● **YOUR INSTRUCTIONS**:
Go through the records and copy out every line that contains the word "after".

BEGIN SUPPLIED RECORDS

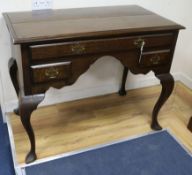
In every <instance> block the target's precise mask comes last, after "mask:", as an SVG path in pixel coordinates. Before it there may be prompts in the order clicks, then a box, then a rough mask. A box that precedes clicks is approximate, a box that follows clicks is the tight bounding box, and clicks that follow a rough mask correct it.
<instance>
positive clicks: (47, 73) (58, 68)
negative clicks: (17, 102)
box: [31, 61, 71, 83]
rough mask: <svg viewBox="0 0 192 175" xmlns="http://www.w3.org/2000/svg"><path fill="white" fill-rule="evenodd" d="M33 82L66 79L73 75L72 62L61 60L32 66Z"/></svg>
mask: <svg viewBox="0 0 192 175" xmlns="http://www.w3.org/2000/svg"><path fill="white" fill-rule="evenodd" d="M31 71H32V79H33V83H44V82H48V81H55V80H66V79H67V78H69V77H70V75H71V62H70V61H65V62H59V63H51V64H41V65H33V66H31Z"/></svg>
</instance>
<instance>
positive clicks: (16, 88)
mask: <svg viewBox="0 0 192 175" xmlns="http://www.w3.org/2000/svg"><path fill="white" fill-rule="evenodd" d="M8 66H9V74H10V77H11V81H12V83H13V86H14V88H15V91H16V93H17V96H19V83H18V78H17V73H18V67H17V62H16V60H15V59H14V58H11V59H10V60H9V63H8ZM14 113H15V114H17V115H19V108H16V109H14Z"/></svg>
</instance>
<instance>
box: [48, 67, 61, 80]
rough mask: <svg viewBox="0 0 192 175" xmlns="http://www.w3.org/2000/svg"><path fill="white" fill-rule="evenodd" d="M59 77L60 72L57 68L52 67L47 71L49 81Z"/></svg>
mask: <svg viewBox="0 0 192 175" xmlns="http://www.w3.org/2000/svg"><path fill="white" fill-rule="evenodd" d="M58 75H59V71H58V69H57V68H54V67H51V68H49V69H47V70H45V76H46V77H47V78H49V79H54V78H57V76H58Z"/></svg>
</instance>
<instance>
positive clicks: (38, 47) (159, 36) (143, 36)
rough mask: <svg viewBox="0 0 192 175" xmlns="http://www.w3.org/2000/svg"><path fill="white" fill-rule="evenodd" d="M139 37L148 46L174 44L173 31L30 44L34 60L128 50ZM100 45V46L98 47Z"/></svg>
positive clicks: (166, 47) (39, 59)
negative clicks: (52, 43)
mask: <svg viewBox="0 0 192 175" xmlns="http://www.w3.org/2000/svg"><path fill="white" fill-rule="evenodd" d="M139 38H142V39H144V40H145V47H146V48H150V47H158V46H159V47H165V48H169V47H170V46H171V44H172V39H173V33H169V32H168V33H162V34H153V35H136V36H129V37H114V38H107V39H95V40H88V41H87V40H86V41H76V42H65V43H57V44H44V45H34V46H30V51H31V58H32V59H33V60H41V59H56V58H61V57H66V56H69V55H82V54H95V53H97V54H98V53H107V52H111V51H114V52H118V51H127V50H131V49H134V48H135V42H136V41H137V40H138V39H139ZM98 45H99V46H100V47H98ZM119 46H121V47H119Z"/></svg>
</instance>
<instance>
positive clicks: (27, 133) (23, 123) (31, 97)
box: [19, 94, 44, 163]
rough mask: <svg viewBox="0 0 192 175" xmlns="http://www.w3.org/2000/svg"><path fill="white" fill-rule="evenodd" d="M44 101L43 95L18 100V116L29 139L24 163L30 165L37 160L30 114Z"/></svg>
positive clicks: (43, 96)
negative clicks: (22, 124) (25, 131)
mask: <svg viewBox="0 0 192 175" xmlns="http://www.w3.org/2000/svg"><path fill="white" fill-rule="evenodd" d="M43 99H44V94H43V95H35V96H25V97H21V98H20V100H19V102H20V103H19V115H20V117H21V122H22V124H23V126H24V128H25V130H26V132H27V135H28V137H29V141H30V144H31V148H30V151H29V153H28V154H27V156H26V159H25V162H26V163H31V162H33V161H34V160H36V159H37V156H36V152H35V149H36V146H35V135H34V131H33V128H32V125H31V121H30V119H31V114H32V112H33V111H34V110H35V109H36V108H37V106H38V104H39V103H40V102H41V101H42V100H43Z"/></svg>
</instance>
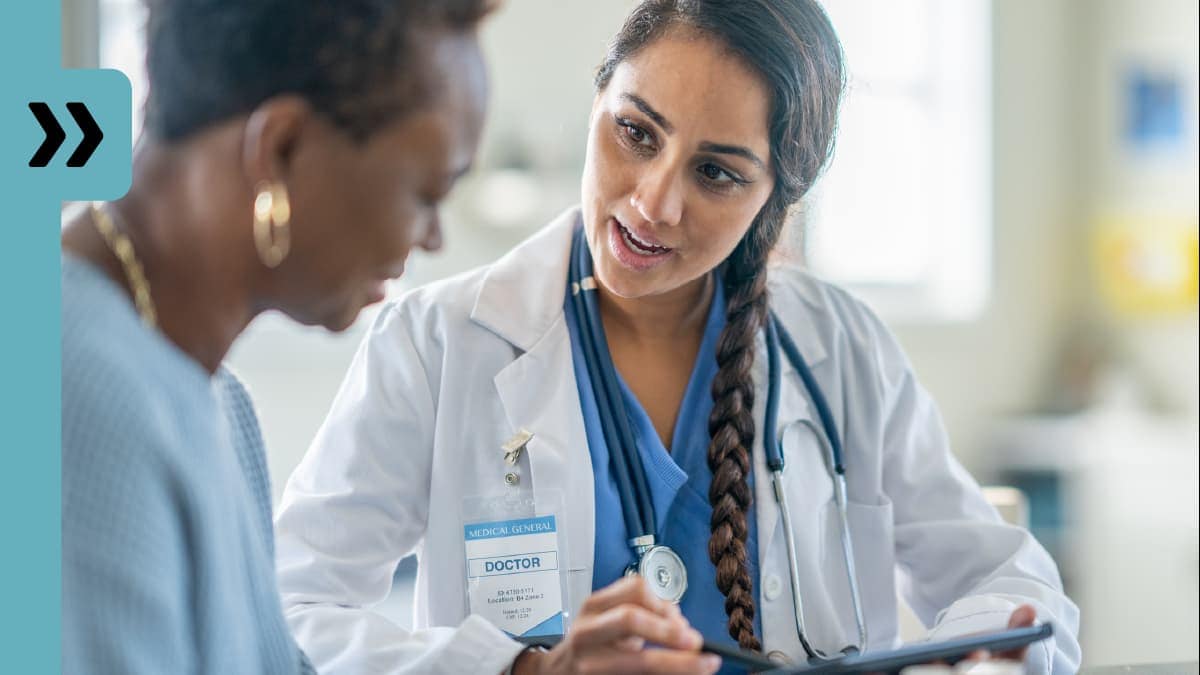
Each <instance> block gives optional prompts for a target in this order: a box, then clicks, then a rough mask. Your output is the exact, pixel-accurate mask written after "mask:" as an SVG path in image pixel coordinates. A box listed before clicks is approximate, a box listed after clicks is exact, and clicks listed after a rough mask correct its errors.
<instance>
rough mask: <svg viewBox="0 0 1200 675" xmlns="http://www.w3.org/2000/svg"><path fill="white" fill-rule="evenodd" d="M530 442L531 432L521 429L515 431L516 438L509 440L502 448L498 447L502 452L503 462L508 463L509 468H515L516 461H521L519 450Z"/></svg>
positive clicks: (520, 449)
mask: <svg viewBox="0 0 1200 675" xmlns="http://www.w3.org/2000/svg"><path fill="white" fill-rule="evenodd" d="M532 440H533V432H532V431H529V430H528V429H521V430H520V431H517V434H516V436H514V437H511V438H509V440H508V441H505V442H504V444H503V446H500V449H503V450H504V461H505V462H508V464H509V466H516V464H517V460H518V459H521V450H523V449H524V448H526V446H527V444H529V441H532Z"/></svg>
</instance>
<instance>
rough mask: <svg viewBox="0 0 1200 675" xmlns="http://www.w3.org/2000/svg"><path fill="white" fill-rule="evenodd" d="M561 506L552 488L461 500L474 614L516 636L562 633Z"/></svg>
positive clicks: (470, 610) (564, 577)
mask: <svg viewBox="0 0 1200 675" xmlns="http://www.w3.org/2000/svg"><path fill="white" fill-rule="evenodd" d="M562 512H563V509H562V495H560V494H559V492H553V491H551V492H550V494H546V495H544V494H541V492H538V495H536V497H535V496H534V494H533V492H529V491H522V492H517V494H512V492H510V494H508V495H504V496H498V497H468V498H466V500H463V544H464V546H466V552H467V599H468V603H469V605H470V613H472V614H478V615H480V616H482V617H484V619H486V620H488V621H491V622H492V625H493V626H496V627H498V628H499V629H502V631H504V632H505V633H508V634H509V635H511V637H514V638H522V637H524V638H532V637H539V635H562V634H563V633H564V629H565V620H566V616H565V613H564V607H565V605H564V603H563V598H564V597H565V593H564V579H565V568H566V567H565V560H564V556H565V551H566V548H565V545H564V542H565V532H563V530H562V519H560V515H562ZM560 554H562V555H560Z"/></svg>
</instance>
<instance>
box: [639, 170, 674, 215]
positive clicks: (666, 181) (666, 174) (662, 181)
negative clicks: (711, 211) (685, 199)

END SUPPLIED RECORDS

● **TASK ANSWER**:
In every <instance> block the target's precise mask comes last, after "mask:", as an SVG path in pixel coordinates. Before it there may be prompts in the order clicks, then a box, then a rough mask. A box that precedes clicks is approximate, a box that follows clicks is the tight bounding box, and clicks that follow a rough mask correct it.
Each <instance> block gives optional prompts for a target in this order: a box, then clicks, then a rough mask. Your output is the exact, pixel-accurate mask written after "mask:" as an SVG path in image pixel coordinates. A box listed before clicks is approximate, a box listed after clicks is exact, and clicks listed after a rough mask correct its errors.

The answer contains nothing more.